— BEGIN INFORMATION GIVEN —

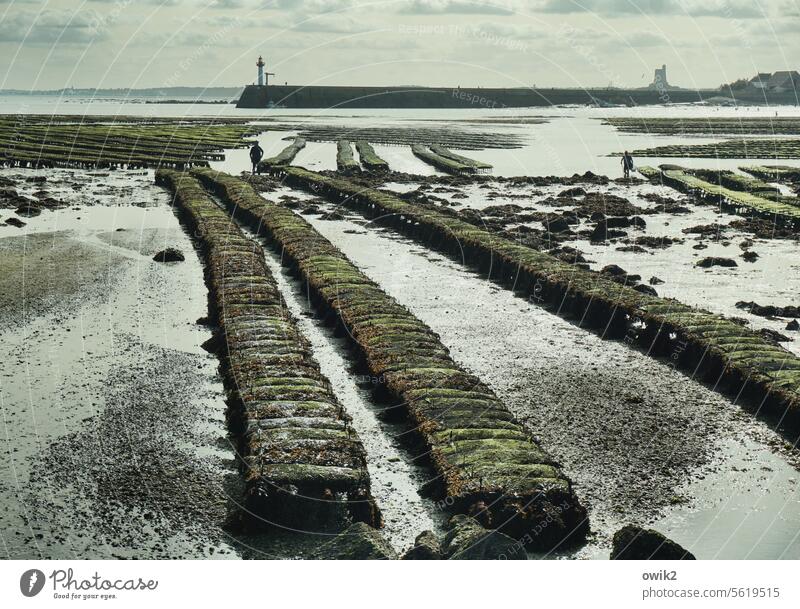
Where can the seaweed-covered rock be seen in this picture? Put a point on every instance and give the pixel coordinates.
(170, 254)
(710, 261)
(750, 256)
(576, 191)
(768, 310)
(426, 547)
(645, 289)
(773, 336)
(556, 224)
(635, 543)
(28, 210)
(468, 540)
(357, 542)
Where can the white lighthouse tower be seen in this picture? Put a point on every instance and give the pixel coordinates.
(260, 64)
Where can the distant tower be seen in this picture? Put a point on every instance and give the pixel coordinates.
(260, 63)
(660, 77)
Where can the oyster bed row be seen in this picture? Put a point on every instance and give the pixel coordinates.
(302, 462)
(719, 350)
(486, 462)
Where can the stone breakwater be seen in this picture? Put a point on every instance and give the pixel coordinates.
(732, 358)
(486, 462)
(303, 464)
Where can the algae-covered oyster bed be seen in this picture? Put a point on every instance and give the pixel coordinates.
(708, 126)
(486, 462)
(731, 356)
(302, 462)
(109, 142)
(402, 338)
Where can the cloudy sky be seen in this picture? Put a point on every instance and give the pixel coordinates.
(47, 44)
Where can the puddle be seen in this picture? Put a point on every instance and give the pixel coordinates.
(395, 479)
(106, 395)
(642, 442)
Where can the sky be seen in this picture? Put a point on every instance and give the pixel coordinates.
(49, 44)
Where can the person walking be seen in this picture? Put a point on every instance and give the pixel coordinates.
(627, 164)
(256, 152)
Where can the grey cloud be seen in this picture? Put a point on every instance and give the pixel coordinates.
(51, 26)
(618, 8)
(461, 7)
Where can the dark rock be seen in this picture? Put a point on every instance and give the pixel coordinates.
(614, 270)
(468, 540)
(618, 222)
(28, 210)
(768, 310)
(577, 191)
(169, 255)
(357, 542)
(645, 289)
(656, 242)
(310, 210)
(556, 224)
(773, 336)
(426, 547)
(716, 261)
(750, 256)
(635, 543)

— END INFORMATION GIVEN —

* _WHAT IS NEEDED_:
Quote the data above in full, leaving out the pictures it holds.

* _TASK OUTPUT_:
Where can the seaweed-covered rock be seen in this picture? Put a point on every instance and give the pixel coordinates.
(170, 254)
(710, 261)
(750, 256)
(576, 191)
(768, 310)
(426, 547)
(645, 289)
(773, 336)
(556, 224)
(635, 543)
(28, 210)
(468, 540)
(357, 542)
Where can the white lighthouse tower be seen in this picture? Put a point on every instance and give the pixel coordinates.
(260, 64)
Where can the distant tower be seen in this picture? Put a point on every instance and give the pixel coordinates.
(260, 63)
(660, 77)
Where can the oyster bed row be seen in this picture? Put a point on every instance and give the pixel coordinates.
(302, 462)
(719, 350)
(486, 462)
Where can the stone breakwater be seen in this picture? Put a point on every instance and give the pixel coordinates.
(732, 358)
(486, 462)
(303, 464)
Where can the algae-covered oyster bed be seen in this picture? Put a point on every instance and give the pixel coordinates.
(708, 126)
(486, 462)
(731, 356)
(302, 462)
(109, 142)
(402, 338)
Where can the cloudy sky be seen in this picture? Put a point on every instance and give the pixel coordinates.
(47, 44)
Where can the puddle be seen in this picture? Put a point on every instance and give the pixel coordinates.
(395, 479)
(106, 395)
(642, 442)
Where can the sky be seen in this picture? Put a point on every instance and give the pixel coordinates.
(49, 44)
Where can the person walking be seen in this picture? Put a point on every instance and give the pixel coordinates.
(627, 164)
(256, 152)
Where can the grey cloud be seen in this picture? Put a point on every instance and give the pixel coordinates.
(51, 26)
(618, 8)
(461, 7)
Where can the dark rock be seen in this picture? Put a point on every instance and give the pixel coordinates.
(614, 270)
(468, 540)
(618, 222)
(28, 210)
(768, 310)
(577, 191)
(169, 255)
(357, 542)
(645, 289)
(656, 242)
(310, 210)
(556, 224)
(773, 336)
(426, 547)
(716, 261)
(750, 256)
(635, 543)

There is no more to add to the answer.